PROBLEM REQUIREMENTS → In the passage on Kantara Castle, reproduce the portion starting at "The steep crags" and ending at "1208 and 1228.", swapping "barbican" for "outer gatehouse".

SUPPLIED TEXT →
═══

Kantara is situated on an elevation of 550–600 m above sea level. The castle is surrounded by ridges of barren granite and sandstone bedrock which were used as the main building materials for the castle's construction. The materials were subjected to coarse masonry; most of the buildings are coated with thick layers of plaster to cover the poor quality of the materials. Doors, windows and quoins were transported from elsewhere. The lack of local water sources necessitated the collection of rainwater through the use flat roofs which were connected to the cisterns through a drainage system. Among the six cisterns used the largest stood outside the walls. Buildings contained bread ovens and perhaps even a mill.

The steep crags limit the available pathways to a narrow valley on its eastern side, which is guarded by twin towers named Nicolas and Faucherre. The first gate is followed by a barrel vaulted barbican, a steep chicane then leads to the portcullis protected main gate. The barbican shows great similarities with contemporary Cilician Armenian designs, having a gallery of arrowslits and two towers of its own. To the north of the main gate stands a horseshoe shaped tower providing additional support to the defenders of the barbican. The apsidal vault at the front of the tower facilitates better shock absorption. Despite its similarities to Roman and Byzantine military architecture it was constructed sometime between 1208 and 1228.

The surrounding 120 × 70 m wall contained ten garrison rooms which were constructed in the late 14th century, the barracks were connected with a latrine. A concealed postern, guarded by two towers lies on the southwestern corner of the castle. A rectangular, barrel vaulted keep, used a prison and later converted into a cistern was built to the south of the main gate. The centre of its northern wall has a late 14th century Frankish window built from what once was an embrasure. The shape of the embrasures throughout the castle show that they were mainly used by crossbowmen. At the top of the castle stand the ruins of "The Queen's Chamber", an alleged fortified chapel destroyed in a Turkish naval bombardment in 1525 and looted in the 19th century.

==In popular culture==
Kantara Castle appears in the video game Assassin's Creed: Bloodlines.

═══

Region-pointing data
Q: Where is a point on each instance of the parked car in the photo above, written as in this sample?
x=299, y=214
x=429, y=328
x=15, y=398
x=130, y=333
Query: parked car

═══

SOLUTION TO THIS TASK →
The steep crags limit the available pathways to a narrow valley on its eastern side, which is guarded by twin towers named Nicolas and Faucherre. The first gate is followed by a barrel vaulted outer gatehouse, a steep chicane then leads to the portcullis protected main gate. The outer gatehouse shows great similarities with contemporary Cilician Armenian designs, having a gallery of arrowslits and two towers of its own. To the north of the main gate stands a horseshoe shaped tower providing additional support to the defenders of the outer gatehouse. The apsidal vault at the front of the tower facilitates better shock absorption. Despite its similarities to Roman and Byzantine military architecture it was constructed sometime between 1208 and 1228.